## Requirement
Copy the lines below, starting with the line that contains "Locate the snow patch" and going on through the line that contains "<point>219,205</point>", both included. Leave the picture out of your copy.

## Working data

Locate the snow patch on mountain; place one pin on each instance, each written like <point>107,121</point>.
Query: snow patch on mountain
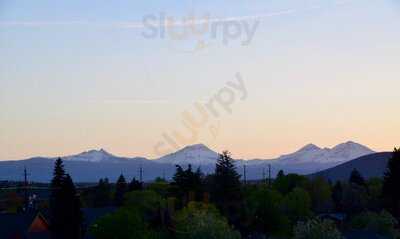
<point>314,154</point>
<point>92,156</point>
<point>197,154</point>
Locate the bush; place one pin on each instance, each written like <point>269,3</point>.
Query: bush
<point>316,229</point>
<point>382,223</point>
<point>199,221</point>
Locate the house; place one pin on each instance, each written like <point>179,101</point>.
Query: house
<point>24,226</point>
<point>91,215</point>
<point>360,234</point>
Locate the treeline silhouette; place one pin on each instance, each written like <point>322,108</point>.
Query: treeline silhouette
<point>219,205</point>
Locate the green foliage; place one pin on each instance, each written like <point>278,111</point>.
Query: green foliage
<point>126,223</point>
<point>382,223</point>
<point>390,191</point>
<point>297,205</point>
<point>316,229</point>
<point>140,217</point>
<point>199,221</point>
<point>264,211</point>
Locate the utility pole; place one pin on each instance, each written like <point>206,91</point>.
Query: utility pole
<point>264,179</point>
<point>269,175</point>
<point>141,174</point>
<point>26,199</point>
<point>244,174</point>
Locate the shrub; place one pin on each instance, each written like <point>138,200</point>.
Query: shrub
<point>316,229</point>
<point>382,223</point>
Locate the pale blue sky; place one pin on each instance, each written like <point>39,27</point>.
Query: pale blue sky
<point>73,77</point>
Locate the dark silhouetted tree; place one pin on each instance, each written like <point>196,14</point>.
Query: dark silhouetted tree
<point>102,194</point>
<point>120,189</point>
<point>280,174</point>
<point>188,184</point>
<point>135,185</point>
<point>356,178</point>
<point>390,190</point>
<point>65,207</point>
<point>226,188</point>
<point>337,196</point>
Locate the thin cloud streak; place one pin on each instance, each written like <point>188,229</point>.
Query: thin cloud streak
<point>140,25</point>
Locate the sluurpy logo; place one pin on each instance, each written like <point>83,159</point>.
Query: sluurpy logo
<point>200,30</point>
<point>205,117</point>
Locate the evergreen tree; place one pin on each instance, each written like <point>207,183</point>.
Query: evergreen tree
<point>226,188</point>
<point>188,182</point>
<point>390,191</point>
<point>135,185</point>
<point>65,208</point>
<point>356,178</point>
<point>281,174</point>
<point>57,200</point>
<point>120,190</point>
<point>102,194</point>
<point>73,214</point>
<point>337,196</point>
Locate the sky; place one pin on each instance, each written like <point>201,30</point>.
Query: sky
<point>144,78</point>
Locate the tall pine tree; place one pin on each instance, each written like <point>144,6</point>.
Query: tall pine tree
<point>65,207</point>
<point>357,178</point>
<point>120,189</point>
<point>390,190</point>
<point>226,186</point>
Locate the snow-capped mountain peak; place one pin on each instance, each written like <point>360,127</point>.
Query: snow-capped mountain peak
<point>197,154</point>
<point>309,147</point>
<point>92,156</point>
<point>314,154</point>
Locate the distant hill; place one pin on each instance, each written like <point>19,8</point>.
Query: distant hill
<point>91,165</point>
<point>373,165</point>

==

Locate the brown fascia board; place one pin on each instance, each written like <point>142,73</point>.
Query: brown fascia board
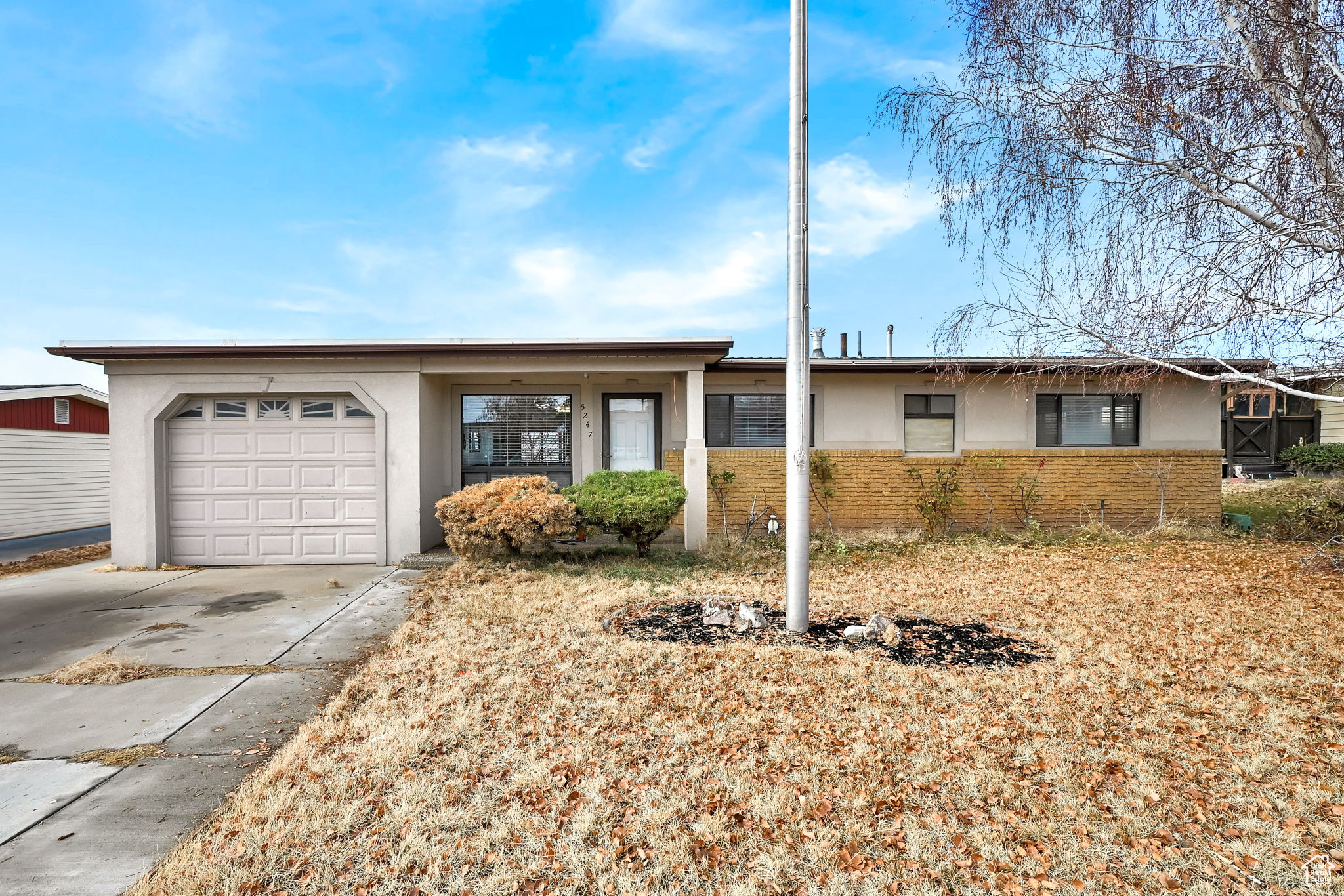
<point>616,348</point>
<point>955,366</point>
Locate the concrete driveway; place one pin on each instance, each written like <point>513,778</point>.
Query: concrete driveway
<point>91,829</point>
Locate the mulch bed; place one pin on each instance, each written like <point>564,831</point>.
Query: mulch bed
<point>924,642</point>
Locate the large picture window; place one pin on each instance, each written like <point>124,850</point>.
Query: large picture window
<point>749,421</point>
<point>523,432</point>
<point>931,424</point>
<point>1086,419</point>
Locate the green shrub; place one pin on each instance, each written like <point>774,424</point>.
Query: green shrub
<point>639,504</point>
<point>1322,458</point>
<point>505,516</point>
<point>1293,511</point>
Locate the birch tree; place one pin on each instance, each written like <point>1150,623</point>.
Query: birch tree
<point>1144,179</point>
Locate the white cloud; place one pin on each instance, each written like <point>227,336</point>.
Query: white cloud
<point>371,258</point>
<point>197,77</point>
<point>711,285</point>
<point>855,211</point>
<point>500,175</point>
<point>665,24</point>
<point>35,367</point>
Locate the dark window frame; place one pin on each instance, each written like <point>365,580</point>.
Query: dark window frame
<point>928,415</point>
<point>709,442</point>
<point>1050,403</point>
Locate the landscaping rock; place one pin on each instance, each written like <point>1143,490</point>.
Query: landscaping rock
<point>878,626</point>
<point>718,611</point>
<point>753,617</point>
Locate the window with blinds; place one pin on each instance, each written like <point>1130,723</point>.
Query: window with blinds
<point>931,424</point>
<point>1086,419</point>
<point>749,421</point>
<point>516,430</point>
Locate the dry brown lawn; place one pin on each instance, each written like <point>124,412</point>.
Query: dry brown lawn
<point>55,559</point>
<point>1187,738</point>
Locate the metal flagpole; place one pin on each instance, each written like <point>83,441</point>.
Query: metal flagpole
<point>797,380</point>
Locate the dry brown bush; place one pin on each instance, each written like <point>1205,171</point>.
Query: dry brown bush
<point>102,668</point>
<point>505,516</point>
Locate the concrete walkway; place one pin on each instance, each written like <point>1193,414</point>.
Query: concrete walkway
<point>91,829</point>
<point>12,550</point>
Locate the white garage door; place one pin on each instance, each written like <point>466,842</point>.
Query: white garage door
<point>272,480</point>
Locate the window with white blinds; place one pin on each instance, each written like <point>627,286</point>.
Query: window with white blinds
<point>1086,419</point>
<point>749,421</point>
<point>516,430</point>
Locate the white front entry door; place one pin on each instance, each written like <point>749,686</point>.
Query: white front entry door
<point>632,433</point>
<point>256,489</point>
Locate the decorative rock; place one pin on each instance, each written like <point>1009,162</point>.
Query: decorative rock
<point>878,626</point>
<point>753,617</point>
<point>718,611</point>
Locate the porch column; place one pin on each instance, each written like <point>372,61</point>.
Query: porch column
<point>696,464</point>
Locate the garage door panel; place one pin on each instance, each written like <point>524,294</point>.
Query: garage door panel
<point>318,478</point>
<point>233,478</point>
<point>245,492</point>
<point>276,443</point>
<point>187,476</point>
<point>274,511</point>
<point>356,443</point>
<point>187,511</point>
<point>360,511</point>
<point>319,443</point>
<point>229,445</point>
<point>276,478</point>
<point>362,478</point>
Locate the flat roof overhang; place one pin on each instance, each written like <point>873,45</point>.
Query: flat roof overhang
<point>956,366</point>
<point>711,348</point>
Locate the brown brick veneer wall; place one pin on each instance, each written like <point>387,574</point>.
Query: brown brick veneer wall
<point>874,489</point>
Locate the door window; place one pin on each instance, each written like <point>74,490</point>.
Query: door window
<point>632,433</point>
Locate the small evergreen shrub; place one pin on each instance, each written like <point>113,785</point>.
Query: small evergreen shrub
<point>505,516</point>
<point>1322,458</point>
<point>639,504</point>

--

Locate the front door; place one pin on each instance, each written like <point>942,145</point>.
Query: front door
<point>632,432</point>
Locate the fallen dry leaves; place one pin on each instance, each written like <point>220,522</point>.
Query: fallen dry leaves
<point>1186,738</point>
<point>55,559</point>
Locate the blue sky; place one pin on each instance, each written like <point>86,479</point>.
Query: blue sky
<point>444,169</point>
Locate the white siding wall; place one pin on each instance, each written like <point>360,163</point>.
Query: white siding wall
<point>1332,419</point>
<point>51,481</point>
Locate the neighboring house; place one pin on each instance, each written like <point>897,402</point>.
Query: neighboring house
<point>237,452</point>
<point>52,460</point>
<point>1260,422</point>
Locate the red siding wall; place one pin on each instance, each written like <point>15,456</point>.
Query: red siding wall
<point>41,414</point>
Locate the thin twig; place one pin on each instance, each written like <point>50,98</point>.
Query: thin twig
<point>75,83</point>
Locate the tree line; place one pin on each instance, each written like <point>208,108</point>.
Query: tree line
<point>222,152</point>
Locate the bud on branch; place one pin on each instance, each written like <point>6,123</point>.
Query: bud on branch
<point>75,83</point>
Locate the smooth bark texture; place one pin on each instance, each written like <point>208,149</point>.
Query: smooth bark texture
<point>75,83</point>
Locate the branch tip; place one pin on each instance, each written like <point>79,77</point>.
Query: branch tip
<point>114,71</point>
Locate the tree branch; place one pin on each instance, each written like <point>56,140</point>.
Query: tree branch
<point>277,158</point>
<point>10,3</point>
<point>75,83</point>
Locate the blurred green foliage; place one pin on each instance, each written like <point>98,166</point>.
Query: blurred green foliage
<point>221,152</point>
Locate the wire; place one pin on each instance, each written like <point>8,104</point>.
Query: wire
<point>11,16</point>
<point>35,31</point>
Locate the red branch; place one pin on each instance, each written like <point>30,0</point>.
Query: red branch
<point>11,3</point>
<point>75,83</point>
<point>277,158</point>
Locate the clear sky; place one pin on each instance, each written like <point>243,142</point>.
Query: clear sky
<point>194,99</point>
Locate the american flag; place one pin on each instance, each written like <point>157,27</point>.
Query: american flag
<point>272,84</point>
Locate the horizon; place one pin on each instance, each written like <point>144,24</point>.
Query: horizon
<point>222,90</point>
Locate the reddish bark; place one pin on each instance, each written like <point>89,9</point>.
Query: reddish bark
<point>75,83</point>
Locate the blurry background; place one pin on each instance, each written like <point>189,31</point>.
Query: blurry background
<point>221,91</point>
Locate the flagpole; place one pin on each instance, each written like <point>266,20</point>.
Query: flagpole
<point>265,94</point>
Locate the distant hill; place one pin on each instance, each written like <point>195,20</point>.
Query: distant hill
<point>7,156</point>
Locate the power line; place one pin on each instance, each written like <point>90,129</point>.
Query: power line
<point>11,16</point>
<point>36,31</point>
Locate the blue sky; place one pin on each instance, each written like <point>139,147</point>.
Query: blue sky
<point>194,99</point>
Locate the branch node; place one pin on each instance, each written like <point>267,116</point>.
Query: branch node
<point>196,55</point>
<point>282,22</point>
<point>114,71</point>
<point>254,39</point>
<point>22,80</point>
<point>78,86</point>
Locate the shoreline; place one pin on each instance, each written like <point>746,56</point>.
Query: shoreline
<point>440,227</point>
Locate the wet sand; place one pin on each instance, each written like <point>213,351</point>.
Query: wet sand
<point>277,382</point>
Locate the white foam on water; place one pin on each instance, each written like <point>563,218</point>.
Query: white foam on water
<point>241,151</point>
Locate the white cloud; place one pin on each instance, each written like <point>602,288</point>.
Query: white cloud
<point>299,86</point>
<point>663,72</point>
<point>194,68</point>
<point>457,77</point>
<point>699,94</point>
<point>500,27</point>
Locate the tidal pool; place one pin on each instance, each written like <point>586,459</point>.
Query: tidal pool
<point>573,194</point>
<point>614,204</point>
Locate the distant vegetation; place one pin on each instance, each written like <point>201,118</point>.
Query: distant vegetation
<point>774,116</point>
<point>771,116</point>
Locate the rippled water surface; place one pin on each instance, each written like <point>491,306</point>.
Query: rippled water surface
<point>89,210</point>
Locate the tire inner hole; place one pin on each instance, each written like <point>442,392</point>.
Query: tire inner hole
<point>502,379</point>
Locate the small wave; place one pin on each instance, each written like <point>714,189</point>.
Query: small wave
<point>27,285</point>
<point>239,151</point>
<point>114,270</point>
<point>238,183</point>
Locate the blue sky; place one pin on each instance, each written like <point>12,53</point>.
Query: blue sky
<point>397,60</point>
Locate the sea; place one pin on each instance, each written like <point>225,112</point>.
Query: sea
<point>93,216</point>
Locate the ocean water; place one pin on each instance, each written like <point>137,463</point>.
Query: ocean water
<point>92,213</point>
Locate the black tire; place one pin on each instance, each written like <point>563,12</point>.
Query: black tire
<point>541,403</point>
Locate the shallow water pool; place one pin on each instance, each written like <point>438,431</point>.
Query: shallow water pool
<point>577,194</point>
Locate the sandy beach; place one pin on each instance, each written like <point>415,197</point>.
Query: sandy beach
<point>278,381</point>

## Full solution
Locate the snow patch on mountain; place one pin on each instance, each written like <point>107,121</point>.
Query: snow patch on mountain
<point>314,154</point>
<point>92,156</point>
<point>197,154</point>
Locate the bush; place one pin on each instance, each written like <point>269,3</point>.
Query: bush
<point>316,229</point>
<point>382,223</point>
<point>199,221</point>
Locate the house; place one pin on each instance, each written like <point>179,101</point>.
Query: house
<point>24,226</point>
<point>91,215</point>
<point>360,234</point>
Locate the treeline silhouette; place one pin on each instance, each written like <point>322,108</point>.
Query: treeline silhouette
<point>219,205</point>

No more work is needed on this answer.